* Sección del texto:
____________

La exacerbación de esta tesis, elevada a la enésima potencia, fue uno de los postulados de partida del nazismo. Y entonces los nazis, bajo la convicción de su superioridad, decidieron eliminar a todos los que creían inferiores: judíos, negros, homosexuales. Quizás se me diga que esto no fue exactamente lo que quiso expresar Darwin o que él no es el culpable de la mala interpretación (menos aún del nazismo). En cualquier caso, lo que intento discutir es precisamente la manera como se ha interpretado esto en la imaginación popular. Porque hay que ver cómo se repite esta idea a cada rato y cómo se inculca: sólo el más fuerte sobrevive, significa que hay que luchar para sobrevivir. La vida se convierte en eso.
¿Y si nos hemos estado equivocando y no somos competitivos por naturaleza sino que somos colaborativos? El paradigma que se sustenta en parte en la interpretación de las tesis de Darwin y de Spencer quizás permite explicar la supervivencia de ciertas especies; pero otras han logrado permanecer en nuestro planeta sin competir precisamente. El coral podría ser un ejemplo; no sé si las hormigas y las abejas (algunos me dirán que tanto en las colmenas como en los hormigueros hay una reina y que los miembros de una colonia compiten con otra). Las bacterias quizás sean mejor ejemplo. Cito nuevamente a Capra:
Miríadas de bacterias que habitan en el suelo, las rocas y los océanos, así como en el interior de todas las plantas, animales y seres humanos, regulan continuamente la vida sobre la Tierra… las bacterias han desarrollado un segundo camino para la creatividad evolutiva que resulta infinitamente más efectivo que la mutación aleatoria. Se pasan unas a otras libremente rasgos hereditarios en una red global de intercambio de poder y eficiencia increíbles… En los últimos cincuenta años, aproximadamente, los científicos han observado que [las bacterias] transfieren rápida y rutinariamente distintos bits de material genético a otros individuos. Como resultado de esta habilidad, todas las bacterias del mundo tienen acceso a un único banco de genes y por ende, a los mecanismos de adaptación de todo el reino bacteriano.

____________

* Inténtalo: Enumera los grupos que, según la sección del texto anterior, los nazis decidieron eliminar por considerarlos inferiores.

____________

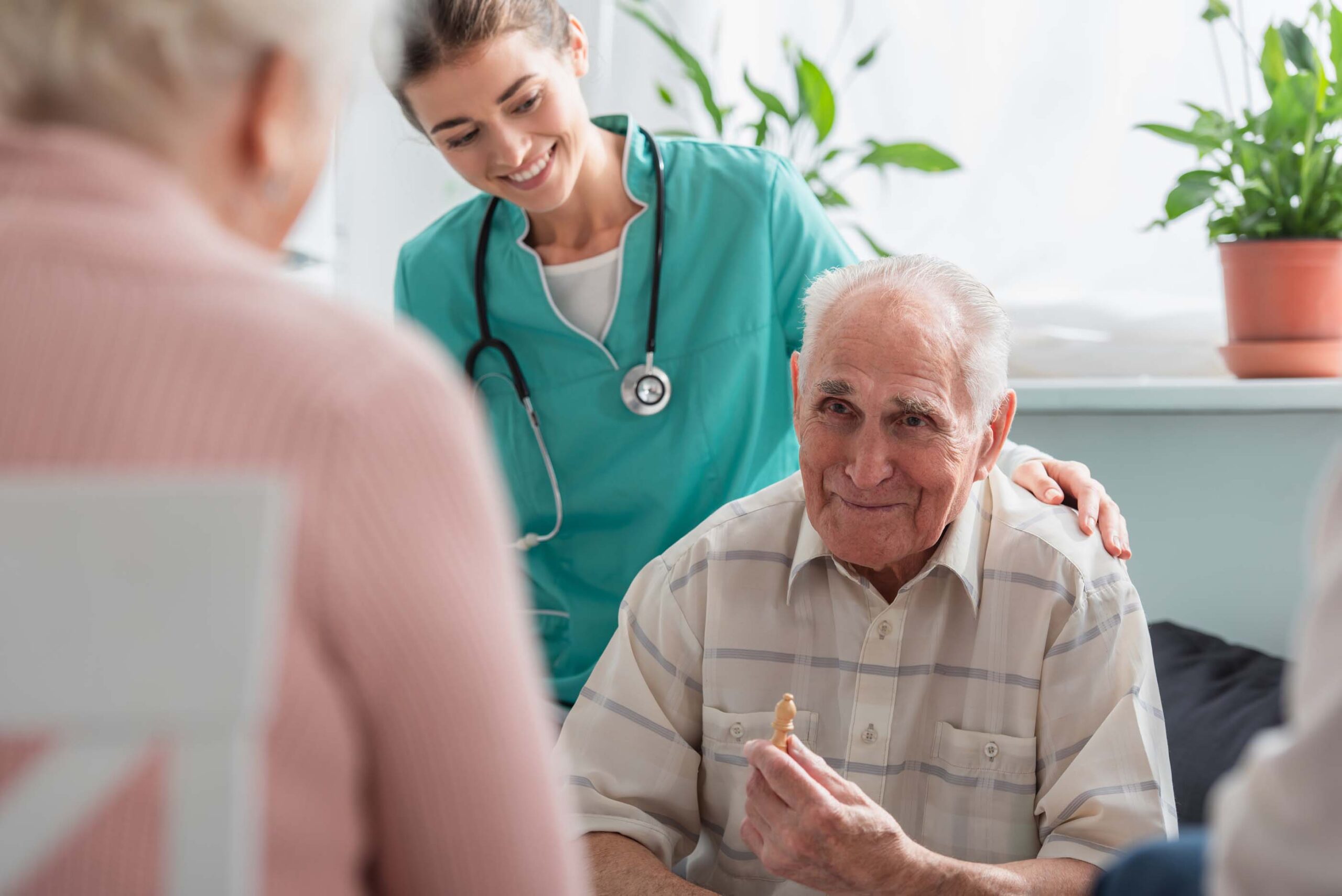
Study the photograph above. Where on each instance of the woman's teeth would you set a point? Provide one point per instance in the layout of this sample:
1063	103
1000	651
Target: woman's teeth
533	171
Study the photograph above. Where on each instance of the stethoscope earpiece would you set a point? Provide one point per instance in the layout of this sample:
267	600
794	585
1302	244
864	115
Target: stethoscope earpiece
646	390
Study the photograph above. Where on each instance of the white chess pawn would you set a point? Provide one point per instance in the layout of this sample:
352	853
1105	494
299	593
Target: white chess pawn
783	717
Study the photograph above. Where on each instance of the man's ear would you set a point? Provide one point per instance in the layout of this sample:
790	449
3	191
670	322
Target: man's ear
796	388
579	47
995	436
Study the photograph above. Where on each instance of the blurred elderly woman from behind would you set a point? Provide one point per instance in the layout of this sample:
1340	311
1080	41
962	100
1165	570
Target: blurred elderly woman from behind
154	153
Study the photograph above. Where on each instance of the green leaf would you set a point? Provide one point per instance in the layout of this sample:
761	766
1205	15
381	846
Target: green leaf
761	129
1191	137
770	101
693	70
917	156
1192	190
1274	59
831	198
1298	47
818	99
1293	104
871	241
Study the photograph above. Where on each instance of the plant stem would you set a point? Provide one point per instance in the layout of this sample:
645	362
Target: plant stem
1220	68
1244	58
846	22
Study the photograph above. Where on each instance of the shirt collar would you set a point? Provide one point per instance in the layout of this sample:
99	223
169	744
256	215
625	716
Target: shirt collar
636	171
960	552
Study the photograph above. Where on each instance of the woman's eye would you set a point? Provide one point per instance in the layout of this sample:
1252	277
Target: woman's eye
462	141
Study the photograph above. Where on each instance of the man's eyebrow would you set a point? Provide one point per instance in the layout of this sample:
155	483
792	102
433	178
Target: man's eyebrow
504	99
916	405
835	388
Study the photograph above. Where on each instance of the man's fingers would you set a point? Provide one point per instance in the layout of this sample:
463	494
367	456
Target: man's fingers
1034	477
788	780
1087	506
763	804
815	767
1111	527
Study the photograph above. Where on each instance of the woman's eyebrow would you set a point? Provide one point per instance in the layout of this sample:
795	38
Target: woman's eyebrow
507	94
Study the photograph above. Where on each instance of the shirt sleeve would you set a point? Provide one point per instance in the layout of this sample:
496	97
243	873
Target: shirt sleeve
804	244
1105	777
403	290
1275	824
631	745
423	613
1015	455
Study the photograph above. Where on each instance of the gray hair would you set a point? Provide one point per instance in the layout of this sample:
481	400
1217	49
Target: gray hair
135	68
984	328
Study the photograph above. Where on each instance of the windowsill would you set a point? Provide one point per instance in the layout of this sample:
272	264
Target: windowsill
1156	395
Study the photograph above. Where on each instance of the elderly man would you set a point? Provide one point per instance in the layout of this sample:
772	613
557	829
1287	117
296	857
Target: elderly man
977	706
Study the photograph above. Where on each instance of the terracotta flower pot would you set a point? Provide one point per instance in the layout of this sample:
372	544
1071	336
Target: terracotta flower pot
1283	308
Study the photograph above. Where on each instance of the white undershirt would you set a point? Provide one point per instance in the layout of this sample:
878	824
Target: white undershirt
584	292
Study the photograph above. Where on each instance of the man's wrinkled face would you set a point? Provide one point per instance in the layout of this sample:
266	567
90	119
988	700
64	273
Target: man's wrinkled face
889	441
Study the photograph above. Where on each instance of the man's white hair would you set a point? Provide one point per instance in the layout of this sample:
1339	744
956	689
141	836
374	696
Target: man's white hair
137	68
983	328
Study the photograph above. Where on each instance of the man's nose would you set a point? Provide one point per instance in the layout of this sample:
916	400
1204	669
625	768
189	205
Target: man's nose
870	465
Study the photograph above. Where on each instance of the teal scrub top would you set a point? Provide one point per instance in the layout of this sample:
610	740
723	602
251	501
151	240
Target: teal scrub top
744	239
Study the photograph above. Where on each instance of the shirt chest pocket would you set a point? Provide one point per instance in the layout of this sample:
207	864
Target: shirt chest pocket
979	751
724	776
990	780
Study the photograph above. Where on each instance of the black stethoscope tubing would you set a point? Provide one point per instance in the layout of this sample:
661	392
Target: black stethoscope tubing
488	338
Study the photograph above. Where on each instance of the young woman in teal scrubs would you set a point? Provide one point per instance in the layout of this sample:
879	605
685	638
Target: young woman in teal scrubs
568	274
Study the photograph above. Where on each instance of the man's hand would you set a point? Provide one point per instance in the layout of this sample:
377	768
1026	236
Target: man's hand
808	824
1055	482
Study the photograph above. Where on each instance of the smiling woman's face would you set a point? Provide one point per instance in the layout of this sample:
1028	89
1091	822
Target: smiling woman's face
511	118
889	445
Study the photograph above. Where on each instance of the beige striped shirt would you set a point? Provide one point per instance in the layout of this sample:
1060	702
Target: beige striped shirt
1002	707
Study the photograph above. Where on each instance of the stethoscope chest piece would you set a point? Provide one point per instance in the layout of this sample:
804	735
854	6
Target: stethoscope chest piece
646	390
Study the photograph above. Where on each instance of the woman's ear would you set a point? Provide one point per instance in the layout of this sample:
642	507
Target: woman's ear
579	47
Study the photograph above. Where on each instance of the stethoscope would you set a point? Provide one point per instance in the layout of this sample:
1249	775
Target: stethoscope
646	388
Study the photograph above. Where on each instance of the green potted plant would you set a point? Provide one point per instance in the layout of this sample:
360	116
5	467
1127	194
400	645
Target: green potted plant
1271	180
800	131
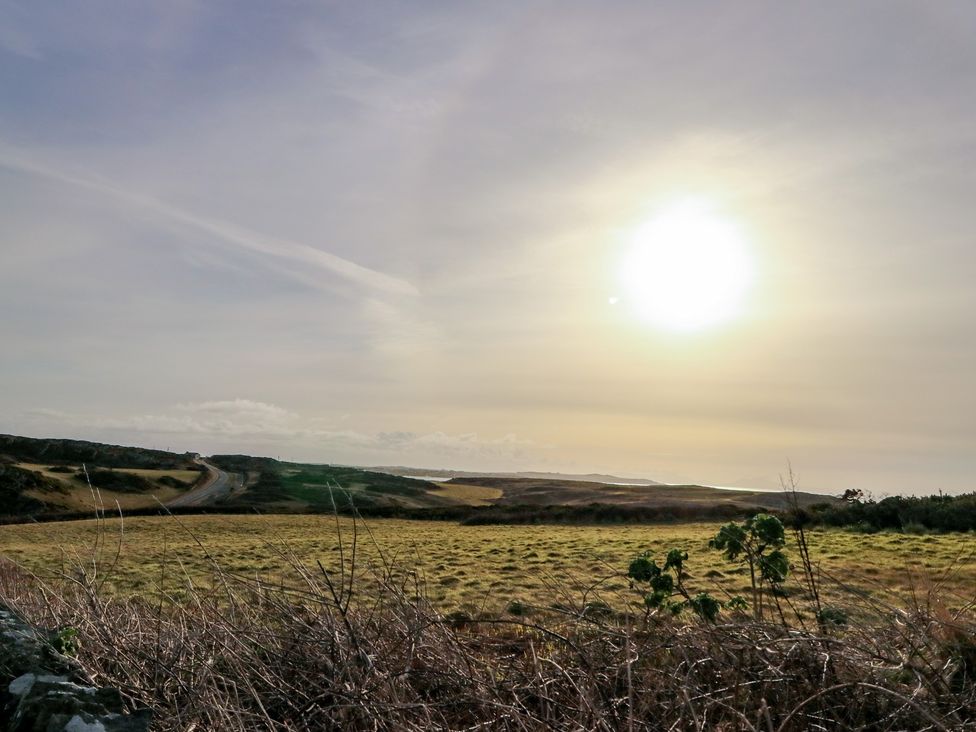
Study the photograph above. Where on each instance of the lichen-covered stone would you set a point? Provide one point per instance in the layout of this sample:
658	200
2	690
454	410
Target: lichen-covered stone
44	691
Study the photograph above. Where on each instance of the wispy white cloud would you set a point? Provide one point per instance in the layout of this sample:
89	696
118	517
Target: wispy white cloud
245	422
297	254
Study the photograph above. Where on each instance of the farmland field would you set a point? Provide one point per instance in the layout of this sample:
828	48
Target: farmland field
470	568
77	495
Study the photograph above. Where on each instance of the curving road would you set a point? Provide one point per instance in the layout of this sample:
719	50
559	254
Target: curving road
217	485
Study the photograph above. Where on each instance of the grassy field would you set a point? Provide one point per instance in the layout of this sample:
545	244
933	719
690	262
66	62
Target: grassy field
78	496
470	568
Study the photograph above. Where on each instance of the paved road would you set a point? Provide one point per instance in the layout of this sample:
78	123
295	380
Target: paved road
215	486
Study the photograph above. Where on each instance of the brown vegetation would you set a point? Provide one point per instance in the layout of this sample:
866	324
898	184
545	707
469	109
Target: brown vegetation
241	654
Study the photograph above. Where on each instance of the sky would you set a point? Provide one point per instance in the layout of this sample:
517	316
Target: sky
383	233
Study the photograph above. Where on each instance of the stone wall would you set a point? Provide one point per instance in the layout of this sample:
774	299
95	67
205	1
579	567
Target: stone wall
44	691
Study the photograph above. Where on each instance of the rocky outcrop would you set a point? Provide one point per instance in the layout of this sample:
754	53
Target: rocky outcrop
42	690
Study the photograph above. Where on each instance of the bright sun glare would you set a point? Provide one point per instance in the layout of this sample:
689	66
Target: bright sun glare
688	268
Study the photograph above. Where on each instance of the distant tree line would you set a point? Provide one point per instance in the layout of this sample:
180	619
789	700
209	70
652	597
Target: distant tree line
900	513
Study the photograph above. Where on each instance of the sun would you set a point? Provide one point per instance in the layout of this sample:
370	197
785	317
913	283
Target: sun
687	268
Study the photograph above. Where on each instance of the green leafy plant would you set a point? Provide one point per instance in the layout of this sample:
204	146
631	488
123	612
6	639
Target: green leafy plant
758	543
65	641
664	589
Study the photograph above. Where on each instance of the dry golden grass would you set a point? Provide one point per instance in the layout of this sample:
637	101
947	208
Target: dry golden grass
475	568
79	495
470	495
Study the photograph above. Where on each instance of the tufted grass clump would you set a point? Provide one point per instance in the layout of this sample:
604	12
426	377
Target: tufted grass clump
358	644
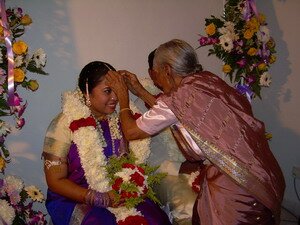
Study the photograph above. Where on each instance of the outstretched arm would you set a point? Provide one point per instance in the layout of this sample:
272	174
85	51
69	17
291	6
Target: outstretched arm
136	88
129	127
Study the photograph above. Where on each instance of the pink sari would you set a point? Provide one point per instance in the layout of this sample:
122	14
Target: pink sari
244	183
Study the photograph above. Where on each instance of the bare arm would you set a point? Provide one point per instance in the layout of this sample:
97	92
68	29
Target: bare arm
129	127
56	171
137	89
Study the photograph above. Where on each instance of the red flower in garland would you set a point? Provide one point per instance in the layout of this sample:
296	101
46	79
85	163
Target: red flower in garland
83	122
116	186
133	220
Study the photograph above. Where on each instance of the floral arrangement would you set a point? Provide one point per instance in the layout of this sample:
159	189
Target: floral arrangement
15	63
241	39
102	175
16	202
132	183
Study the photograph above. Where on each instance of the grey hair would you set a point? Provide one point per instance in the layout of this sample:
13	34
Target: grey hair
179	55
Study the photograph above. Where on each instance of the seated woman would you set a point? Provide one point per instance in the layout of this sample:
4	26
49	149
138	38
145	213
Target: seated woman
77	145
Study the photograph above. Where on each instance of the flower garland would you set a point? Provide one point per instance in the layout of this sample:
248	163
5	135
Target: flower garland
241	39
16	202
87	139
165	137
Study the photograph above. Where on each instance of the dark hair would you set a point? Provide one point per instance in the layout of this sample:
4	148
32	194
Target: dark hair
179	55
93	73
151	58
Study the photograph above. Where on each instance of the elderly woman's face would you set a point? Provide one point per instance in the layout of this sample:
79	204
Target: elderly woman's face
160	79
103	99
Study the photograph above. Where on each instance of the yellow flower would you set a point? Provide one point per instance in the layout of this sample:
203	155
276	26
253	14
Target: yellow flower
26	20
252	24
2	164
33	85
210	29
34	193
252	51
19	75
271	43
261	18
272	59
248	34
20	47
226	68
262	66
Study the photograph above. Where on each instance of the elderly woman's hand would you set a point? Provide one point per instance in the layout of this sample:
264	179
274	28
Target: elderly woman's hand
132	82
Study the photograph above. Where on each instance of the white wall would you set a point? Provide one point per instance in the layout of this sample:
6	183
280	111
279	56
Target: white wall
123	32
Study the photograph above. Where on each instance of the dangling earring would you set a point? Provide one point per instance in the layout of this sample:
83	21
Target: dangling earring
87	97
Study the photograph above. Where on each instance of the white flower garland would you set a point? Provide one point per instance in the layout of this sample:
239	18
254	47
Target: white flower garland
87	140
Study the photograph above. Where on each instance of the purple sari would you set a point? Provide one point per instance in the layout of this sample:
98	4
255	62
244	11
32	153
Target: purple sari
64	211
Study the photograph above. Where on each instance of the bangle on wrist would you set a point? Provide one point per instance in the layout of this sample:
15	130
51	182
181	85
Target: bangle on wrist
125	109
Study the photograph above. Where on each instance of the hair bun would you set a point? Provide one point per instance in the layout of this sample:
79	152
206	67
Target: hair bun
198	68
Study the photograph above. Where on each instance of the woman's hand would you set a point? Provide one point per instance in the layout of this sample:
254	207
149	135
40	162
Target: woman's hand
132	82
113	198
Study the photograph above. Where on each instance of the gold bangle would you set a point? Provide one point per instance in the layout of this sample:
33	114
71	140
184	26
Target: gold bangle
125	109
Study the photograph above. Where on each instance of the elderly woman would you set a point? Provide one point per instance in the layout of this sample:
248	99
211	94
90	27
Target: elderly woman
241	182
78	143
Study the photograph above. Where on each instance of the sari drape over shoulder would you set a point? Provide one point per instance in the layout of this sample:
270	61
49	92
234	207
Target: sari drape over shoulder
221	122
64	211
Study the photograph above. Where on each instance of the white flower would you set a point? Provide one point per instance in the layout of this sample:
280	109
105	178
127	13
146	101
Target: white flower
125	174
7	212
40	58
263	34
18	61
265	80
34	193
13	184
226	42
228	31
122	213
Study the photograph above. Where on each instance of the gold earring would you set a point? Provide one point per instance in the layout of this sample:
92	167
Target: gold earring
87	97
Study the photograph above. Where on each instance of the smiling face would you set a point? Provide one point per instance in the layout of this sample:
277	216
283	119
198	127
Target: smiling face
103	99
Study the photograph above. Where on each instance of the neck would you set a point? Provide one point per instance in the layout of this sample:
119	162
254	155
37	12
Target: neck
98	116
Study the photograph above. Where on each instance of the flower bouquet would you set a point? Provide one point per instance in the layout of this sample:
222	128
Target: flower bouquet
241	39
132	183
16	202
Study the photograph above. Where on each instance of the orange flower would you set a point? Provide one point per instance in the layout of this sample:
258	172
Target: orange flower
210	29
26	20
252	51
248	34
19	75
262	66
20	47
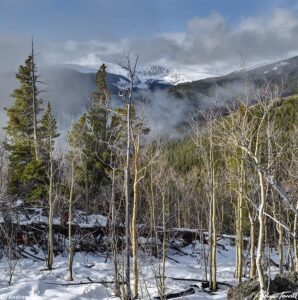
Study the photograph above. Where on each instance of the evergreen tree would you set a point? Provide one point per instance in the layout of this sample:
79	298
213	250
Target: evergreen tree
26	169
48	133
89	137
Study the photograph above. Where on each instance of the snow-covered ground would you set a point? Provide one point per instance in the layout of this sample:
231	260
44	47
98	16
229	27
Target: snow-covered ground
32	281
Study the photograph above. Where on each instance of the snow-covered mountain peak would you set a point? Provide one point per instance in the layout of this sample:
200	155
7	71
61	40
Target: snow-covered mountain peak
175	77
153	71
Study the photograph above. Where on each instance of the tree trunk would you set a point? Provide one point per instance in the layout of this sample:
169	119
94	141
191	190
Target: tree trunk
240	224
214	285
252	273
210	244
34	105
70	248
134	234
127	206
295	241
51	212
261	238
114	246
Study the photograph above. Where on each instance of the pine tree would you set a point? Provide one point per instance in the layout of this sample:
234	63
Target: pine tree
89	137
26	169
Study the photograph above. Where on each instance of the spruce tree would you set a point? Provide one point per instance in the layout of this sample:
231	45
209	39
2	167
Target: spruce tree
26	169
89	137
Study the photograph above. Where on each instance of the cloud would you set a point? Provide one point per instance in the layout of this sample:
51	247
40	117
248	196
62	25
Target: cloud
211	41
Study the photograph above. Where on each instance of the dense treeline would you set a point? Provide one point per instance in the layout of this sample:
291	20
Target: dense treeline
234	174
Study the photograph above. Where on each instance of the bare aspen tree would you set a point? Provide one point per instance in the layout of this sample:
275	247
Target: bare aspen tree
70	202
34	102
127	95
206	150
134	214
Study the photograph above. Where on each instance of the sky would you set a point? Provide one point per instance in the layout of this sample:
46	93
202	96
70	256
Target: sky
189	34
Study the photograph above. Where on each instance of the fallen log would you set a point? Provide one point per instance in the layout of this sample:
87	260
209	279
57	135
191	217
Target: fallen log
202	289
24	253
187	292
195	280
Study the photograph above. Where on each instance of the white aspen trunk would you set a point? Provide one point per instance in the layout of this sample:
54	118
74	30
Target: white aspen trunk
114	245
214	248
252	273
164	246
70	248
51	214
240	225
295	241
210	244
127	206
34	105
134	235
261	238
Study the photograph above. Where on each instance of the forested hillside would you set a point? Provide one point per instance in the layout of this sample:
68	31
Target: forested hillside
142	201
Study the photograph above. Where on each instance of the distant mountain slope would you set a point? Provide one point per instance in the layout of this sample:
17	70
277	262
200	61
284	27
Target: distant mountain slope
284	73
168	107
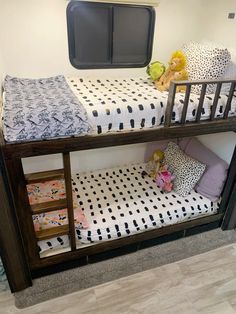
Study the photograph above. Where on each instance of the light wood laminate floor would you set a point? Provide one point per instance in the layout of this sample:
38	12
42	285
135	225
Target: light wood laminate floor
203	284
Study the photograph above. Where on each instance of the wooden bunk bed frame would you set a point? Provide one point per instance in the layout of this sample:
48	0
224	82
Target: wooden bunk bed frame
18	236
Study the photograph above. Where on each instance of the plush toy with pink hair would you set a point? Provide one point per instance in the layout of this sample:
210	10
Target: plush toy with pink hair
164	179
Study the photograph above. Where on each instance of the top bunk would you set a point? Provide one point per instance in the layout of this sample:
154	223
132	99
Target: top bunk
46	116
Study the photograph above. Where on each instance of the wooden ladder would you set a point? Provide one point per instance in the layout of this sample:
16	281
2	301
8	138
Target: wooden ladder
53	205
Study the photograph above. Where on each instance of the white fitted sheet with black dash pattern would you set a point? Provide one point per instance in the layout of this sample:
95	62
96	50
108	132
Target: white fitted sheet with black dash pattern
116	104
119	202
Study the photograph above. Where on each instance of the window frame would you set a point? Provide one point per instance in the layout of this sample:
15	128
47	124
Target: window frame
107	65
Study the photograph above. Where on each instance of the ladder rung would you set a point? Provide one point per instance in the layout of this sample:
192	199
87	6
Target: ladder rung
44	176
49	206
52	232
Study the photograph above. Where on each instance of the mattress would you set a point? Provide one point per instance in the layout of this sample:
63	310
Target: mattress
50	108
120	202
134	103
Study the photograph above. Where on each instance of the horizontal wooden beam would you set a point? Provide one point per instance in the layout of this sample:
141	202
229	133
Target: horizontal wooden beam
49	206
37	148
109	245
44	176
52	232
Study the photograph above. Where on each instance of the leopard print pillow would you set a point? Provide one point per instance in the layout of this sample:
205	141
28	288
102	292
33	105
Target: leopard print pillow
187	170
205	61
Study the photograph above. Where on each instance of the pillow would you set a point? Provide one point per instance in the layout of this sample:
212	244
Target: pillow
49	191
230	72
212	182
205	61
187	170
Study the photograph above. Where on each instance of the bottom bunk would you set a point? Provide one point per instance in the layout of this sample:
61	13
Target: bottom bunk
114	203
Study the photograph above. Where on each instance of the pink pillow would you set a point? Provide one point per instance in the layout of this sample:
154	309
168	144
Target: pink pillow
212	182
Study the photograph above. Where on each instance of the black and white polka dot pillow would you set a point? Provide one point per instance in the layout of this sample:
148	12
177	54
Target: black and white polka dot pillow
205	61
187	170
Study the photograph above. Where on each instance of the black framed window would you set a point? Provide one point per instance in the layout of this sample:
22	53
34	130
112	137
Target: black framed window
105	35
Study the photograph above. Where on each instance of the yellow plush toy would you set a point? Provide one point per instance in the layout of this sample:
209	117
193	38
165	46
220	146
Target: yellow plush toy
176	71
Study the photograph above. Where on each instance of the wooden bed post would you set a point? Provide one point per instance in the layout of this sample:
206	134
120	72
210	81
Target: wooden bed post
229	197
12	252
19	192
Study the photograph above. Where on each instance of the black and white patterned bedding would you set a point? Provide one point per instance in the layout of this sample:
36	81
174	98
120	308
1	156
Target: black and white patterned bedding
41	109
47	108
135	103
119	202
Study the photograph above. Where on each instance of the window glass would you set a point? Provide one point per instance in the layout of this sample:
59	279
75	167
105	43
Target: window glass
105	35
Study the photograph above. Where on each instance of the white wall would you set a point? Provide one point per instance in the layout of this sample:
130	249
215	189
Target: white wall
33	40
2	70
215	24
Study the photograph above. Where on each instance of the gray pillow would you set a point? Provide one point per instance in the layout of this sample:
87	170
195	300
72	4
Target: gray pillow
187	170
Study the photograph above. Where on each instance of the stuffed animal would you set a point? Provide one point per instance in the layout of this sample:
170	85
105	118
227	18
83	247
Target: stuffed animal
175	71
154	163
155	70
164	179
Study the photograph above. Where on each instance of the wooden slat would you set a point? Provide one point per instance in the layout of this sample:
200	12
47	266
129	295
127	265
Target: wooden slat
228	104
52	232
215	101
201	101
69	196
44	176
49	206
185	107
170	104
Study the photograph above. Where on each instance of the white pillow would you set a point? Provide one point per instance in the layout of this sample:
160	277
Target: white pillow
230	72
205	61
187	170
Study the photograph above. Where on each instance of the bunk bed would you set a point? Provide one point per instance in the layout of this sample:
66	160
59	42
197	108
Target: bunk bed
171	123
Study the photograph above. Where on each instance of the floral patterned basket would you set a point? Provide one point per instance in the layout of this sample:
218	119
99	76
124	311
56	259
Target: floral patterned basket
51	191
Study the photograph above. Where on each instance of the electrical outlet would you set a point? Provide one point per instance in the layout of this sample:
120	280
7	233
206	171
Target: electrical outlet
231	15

____________

* Respuesta al ejercicio: judíos, negros, homosexuales